[Dataset entries]
══════════════════════════════

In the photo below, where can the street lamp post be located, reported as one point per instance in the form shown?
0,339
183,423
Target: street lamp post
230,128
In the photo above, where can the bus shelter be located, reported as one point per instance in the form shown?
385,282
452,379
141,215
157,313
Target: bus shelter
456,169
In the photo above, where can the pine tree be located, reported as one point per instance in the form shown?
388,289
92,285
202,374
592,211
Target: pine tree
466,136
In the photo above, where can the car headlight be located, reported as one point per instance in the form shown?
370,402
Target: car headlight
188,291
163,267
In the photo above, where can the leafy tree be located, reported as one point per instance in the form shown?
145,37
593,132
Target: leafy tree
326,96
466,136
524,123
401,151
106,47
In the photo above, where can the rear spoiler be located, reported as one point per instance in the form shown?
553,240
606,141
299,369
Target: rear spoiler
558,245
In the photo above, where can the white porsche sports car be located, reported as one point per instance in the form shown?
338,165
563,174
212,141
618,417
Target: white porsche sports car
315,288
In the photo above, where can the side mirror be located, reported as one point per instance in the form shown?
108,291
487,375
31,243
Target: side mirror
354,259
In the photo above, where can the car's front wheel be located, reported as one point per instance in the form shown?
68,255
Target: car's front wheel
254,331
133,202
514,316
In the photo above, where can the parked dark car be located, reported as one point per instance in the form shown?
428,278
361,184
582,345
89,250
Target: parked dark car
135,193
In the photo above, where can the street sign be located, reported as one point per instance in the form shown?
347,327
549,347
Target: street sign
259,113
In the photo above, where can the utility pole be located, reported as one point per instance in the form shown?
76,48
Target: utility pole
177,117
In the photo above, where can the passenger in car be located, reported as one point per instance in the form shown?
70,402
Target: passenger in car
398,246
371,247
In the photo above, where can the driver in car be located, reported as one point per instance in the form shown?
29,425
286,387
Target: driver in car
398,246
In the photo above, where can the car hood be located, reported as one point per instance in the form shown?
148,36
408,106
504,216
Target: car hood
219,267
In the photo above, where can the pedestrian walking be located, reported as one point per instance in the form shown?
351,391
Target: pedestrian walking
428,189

══════════════════════════════

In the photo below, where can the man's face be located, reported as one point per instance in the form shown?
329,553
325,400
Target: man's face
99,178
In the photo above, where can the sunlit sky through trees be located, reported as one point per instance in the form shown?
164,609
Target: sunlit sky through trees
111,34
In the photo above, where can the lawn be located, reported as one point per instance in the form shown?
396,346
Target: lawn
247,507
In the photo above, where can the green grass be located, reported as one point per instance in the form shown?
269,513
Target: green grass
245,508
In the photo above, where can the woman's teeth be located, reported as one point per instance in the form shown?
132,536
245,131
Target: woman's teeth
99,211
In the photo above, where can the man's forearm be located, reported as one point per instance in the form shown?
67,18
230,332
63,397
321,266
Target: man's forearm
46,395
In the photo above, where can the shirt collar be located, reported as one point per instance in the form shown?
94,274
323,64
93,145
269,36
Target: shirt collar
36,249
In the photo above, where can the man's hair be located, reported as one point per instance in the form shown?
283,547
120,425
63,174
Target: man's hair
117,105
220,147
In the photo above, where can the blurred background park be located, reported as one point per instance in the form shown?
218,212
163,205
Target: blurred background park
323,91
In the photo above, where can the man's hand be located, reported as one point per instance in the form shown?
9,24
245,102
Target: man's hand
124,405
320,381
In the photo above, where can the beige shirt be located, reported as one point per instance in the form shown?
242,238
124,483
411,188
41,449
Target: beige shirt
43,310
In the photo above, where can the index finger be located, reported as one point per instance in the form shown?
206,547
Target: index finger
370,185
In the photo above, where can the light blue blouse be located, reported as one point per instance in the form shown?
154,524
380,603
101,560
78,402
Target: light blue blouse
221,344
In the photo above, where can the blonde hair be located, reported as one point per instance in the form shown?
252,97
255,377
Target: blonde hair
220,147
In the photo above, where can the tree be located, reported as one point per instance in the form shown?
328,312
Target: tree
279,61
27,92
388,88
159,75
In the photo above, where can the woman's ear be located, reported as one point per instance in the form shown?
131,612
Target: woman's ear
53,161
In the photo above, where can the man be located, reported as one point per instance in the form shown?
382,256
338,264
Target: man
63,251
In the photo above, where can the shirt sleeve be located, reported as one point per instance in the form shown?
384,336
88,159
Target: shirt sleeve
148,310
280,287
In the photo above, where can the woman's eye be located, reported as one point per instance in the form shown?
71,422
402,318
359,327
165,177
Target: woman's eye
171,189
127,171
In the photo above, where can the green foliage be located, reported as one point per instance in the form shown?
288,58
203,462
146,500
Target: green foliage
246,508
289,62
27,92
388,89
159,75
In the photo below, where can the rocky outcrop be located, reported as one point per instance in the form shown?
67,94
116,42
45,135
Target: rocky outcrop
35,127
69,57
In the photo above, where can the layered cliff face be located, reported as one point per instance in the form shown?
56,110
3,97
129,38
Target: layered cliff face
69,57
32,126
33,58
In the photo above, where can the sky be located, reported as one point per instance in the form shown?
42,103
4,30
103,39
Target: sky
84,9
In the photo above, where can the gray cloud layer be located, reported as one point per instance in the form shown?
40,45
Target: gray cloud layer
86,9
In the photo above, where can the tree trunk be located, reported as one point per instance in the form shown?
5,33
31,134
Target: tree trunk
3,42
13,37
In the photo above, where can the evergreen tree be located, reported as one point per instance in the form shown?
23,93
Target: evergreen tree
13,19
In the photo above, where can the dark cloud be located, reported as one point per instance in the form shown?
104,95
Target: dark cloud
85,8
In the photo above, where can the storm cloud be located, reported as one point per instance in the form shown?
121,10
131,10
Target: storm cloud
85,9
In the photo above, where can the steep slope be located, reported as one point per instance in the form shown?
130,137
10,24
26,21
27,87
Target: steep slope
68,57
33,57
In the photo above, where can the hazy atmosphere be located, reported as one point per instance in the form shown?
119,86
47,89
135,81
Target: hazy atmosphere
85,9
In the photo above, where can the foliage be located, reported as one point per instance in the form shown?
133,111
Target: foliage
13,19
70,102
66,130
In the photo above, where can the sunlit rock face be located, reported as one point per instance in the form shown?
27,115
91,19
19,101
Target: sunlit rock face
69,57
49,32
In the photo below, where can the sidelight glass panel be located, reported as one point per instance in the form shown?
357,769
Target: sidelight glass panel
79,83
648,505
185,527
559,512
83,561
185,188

══════════════════════════════

→ **Task statement**: In the entries above, please find the line with "In the photo below, where can the street" and the line with "In the photo above, where can the passenger", then write out exactly those two lines and every line between them, and nothing more.

→ **Answer box**:
In the photo below, where can the street lamp post be located, reported as one point per instance in the form shown?
0,339
183,423
Target: street lamp post
230,128
In the photo above, where can the bus shelter be located, reported as one point per instance in the form shown?
385,282
452,379
141,215
157,313
Target: bus shelter
456,169
In the photo above, where can the pine tree be located, reported as one point per instance in the form shown?
388,289
92,285
202,374
592,211
Target: pine tree
466,136
In the photo above, where can the car headlight be located, reported as one point per instance in the form shown?
370,402
Target: car headlight
188,291
163,267
In the photo above, where can the leafy tree be located, reported as one point per instance in the form shown?
145,37
593,132
Target: leafy tree
326,96
466,136
524,123
401,151
106,47
In the photo above, where can the rear spoiler be located, reported as one point per instance in the form shown?
553,240
606,141
299,369
Target: rear spoiler
558,245
In the photo above, where can the white porsche sports car be located, reported as one point per instance in the form shown?
338,165
563,174
212,141
618,417
Target: white porsche sports car
315,288
In the photo above, where can the side mirror be located, reported as one point per instance in the form shown?
108,291
487,375
31,243
Target: side mirror
354,259
In the photo above, where can the car's front wheel be located, reported as one point per instance in the form shown?
68,255
Target: car's front wheel
254,331
133,202
514,316
In the photo above, where can the parked dark car be located, reported as one point per instance in the form shown?
428,278
361,184
582,345
89,250
Target: parked dark car
135,193
In the photo above, where can the street sign be located, reported as one point per instance in the form shown?
347,327
549,347
Target: street sign
259,113
In the photo above, where can the utility pole be located, reported as one point per instance in the form shown?
76,48
Target: utility pole
177,117
In the photo above, where can the passenger in car be located, reported as one point per instance in the form shown?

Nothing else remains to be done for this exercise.